• **DATA FOR THIS EXERCISE**

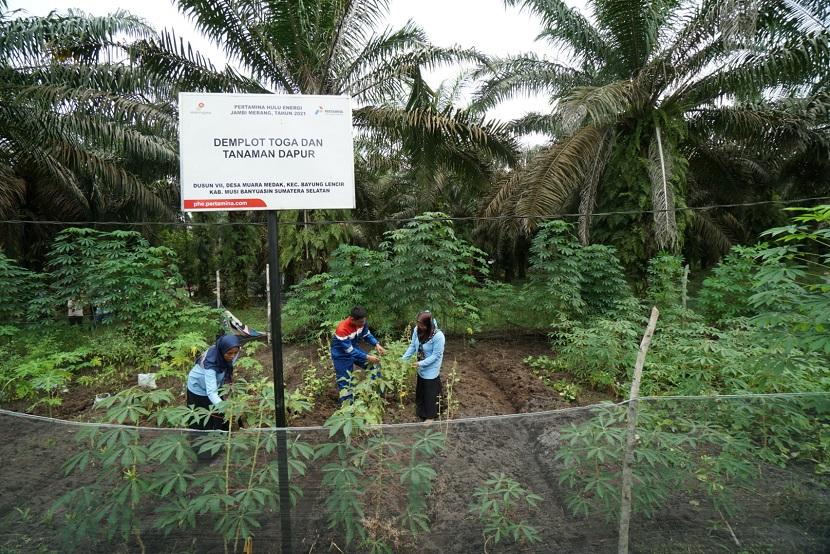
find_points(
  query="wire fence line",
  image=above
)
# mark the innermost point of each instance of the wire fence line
(410, 219)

• **EXERCISE OBJECTIVE**
Format every line of the entries above, except the pictures, as a JSON list of strings, one string per line, with blank lines left out.

• **OUTPUT FOR THIS EXERCISE**
[
  "find_points(",
  "  query=\"wire fence line\",",
  "  image=above",
  ")",
  "# mark the innermost point of each instance of the wire fence line",
  "(410, 219)"
]